### Direction
Write a continuation of the workplace relations column below, picking up after its final sentence.

BEGIN Selected passage

Neale Towart's Labour Review

Labor Council's walking labour history museum is back with more wild and woolly facts from the wonderful world of workplace relations.


Employment 2001: Permatemps and Other New Lifeforms Stan Correy , producer

The AMWU casuals decision, "flexible workplaces", workplace partnerships, psychological contracts, spirited workplaces. All issues coming up in industrial relations and ones the Minister, Tony Abbott, will be talking about in his weird way.

Breen Creighton, author of many labour law texts, and a lawyer with Corrs Chambers Westgarth, is curious about Abbotts' return to the language of pre-industrial times, more or less equating industrial law with old fashioned family law. Industrial law did develop from family law and the master-servant relationship. Roman law was the basis of it, "when the pater familias had control over the members of the family and the extended family in the form of servants." The ideal for Abbott?

This program discussed the work and family situation and flexibility, contingent workers in the US (the big example is Microsoft), the Fairmont Hotel attempt to outsource its cleaning staff and labour hire firms in general. The flexible, family-friendly workforce doesn't exactly match Abbott's family workplace.

END Selected passage
BEGIN Given entries

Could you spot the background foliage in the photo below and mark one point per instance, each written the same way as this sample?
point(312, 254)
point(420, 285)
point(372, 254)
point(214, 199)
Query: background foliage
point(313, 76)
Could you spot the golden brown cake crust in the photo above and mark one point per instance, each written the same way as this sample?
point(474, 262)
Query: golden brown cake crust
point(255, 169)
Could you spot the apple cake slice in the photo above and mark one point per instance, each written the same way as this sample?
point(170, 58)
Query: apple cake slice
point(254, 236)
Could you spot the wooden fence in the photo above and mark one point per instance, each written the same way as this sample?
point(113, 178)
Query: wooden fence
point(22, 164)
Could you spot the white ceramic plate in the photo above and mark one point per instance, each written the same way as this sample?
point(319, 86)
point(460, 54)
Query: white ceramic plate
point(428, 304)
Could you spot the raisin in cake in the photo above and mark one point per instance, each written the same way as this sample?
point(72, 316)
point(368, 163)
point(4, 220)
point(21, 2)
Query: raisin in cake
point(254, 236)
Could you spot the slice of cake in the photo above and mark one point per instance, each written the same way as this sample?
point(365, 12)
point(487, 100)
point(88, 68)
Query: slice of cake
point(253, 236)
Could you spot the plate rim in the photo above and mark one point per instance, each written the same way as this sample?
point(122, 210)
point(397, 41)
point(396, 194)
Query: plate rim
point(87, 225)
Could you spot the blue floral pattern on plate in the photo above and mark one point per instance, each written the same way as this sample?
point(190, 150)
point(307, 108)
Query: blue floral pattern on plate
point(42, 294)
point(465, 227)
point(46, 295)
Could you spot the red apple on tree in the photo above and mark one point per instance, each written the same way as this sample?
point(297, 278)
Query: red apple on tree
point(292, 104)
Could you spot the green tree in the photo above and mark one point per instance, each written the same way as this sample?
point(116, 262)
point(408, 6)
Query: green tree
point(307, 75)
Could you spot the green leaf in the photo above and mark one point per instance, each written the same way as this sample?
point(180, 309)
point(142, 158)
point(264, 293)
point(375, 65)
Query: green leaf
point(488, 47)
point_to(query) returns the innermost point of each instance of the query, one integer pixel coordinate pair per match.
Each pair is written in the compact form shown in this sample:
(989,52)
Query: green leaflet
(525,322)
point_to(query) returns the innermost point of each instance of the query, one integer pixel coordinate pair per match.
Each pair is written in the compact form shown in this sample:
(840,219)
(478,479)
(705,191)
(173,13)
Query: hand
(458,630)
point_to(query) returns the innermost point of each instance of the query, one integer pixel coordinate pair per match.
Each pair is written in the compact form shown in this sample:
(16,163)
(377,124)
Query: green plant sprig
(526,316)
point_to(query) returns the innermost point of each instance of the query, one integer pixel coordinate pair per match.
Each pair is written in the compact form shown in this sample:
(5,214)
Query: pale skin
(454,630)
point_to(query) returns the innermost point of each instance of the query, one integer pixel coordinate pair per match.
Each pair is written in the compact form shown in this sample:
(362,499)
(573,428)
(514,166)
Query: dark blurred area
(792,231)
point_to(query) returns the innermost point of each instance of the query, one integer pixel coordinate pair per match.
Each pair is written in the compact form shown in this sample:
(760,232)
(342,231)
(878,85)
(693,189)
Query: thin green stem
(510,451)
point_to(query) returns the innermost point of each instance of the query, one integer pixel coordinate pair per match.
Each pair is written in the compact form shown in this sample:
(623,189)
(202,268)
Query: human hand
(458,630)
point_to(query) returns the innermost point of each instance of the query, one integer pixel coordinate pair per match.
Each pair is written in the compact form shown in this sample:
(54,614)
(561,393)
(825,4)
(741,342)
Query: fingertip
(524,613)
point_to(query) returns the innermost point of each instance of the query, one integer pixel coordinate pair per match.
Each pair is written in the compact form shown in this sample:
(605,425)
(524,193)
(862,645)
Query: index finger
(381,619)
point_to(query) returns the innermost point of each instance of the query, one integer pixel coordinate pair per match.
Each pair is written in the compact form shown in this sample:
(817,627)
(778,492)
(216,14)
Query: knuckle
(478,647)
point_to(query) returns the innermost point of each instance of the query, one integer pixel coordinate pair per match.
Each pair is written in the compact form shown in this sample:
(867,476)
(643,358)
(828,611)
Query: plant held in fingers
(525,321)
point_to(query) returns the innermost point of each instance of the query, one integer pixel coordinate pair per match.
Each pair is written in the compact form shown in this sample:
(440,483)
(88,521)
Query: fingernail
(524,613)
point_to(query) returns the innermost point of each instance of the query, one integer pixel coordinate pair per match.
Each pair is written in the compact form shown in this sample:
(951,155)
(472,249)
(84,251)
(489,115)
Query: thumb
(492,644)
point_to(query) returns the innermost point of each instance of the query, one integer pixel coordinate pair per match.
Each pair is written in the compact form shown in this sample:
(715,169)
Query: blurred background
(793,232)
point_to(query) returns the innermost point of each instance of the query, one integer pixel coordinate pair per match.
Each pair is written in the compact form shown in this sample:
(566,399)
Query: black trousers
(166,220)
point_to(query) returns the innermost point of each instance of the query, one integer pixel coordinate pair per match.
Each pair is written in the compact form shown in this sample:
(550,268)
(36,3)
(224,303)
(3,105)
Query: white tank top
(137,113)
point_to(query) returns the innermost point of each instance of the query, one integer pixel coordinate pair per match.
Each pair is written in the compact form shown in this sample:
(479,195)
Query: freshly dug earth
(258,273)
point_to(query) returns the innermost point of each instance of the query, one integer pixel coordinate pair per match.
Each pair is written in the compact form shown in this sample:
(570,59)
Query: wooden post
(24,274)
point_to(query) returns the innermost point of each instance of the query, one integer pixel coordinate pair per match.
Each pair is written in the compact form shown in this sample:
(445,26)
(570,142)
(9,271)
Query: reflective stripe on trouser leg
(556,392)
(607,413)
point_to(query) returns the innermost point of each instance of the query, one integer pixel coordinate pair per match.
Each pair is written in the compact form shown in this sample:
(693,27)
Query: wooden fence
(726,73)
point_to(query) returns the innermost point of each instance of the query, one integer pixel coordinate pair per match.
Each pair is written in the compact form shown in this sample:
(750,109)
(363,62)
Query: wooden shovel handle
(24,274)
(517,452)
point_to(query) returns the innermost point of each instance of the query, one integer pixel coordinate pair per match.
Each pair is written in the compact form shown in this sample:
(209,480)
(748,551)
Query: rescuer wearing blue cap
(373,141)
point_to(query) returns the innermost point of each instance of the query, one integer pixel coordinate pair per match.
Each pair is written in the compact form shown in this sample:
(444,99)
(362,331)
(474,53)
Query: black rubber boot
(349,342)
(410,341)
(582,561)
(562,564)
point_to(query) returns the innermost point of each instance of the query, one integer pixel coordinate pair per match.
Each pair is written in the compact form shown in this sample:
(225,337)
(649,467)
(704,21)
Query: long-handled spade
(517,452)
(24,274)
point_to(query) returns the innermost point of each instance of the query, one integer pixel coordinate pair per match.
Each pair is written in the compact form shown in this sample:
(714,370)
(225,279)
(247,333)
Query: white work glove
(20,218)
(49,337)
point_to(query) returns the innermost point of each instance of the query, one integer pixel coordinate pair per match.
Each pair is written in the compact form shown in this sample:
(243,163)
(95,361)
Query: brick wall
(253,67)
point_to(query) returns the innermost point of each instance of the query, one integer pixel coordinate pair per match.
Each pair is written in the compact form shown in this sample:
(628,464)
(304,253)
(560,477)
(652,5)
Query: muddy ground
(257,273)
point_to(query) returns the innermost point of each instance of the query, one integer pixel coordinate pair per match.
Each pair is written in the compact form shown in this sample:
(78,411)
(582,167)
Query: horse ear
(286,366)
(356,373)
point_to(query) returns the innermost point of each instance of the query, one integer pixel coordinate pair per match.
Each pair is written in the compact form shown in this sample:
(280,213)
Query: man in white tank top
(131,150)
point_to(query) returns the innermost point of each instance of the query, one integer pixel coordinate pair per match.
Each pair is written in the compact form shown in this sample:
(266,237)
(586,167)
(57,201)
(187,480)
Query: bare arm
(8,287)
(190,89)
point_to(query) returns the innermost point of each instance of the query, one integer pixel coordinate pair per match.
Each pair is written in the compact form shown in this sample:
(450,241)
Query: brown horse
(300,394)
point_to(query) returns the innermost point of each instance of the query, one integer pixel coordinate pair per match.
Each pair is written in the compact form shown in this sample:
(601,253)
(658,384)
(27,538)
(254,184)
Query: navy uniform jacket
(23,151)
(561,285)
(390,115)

END Given entries

### Answer to this problem
Construction Temps Fight for a Permanent Voice at Work

Labor Ready Inc. is one of the most notorious of the multinational labour hire firms operating in the USA. The AFL-CIO Building and Construction Trades Dept last year launched a national temps campaign to gain a voice for construction temps. Workers are suing Labor Ready over its pay practices and the company is the subject of investigations for possible violations of workers' compensation laws.

It is just one of the 450 construction temp firms in the US. Annual income for these temp agencies rose from $4 billion in 1991 to $15 billion in 1998.

The US General Accounting Opffice reported that 30% of the US workforce laboured in contingent jobs - temporary or part time positions as independent contractors.

America@work; February 2001

Casualisation: What is the Debate We Should Be Having? by Meg Smith

The federal Minister and the Productivity Commission have been quick to dispute statistics about the level of casualisation and the level of insecurity in the workforce.

These arguments avoid the issues of the gendered naute of csualisation and the ability of the Industrial Tribunals to deal with it.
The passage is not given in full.